◆ EXERCISE
Tally the lines in the records below that contain the word "pixel", and give only the number.

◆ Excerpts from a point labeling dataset
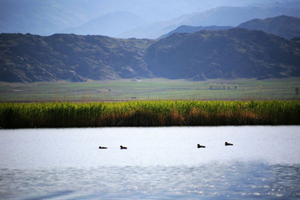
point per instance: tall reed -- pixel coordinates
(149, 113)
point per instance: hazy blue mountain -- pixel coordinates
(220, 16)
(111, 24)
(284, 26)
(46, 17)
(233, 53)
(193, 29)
---
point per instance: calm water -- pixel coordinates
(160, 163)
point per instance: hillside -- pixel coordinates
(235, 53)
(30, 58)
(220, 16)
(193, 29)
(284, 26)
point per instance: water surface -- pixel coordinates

◆ COMPLETE RESPONSE
5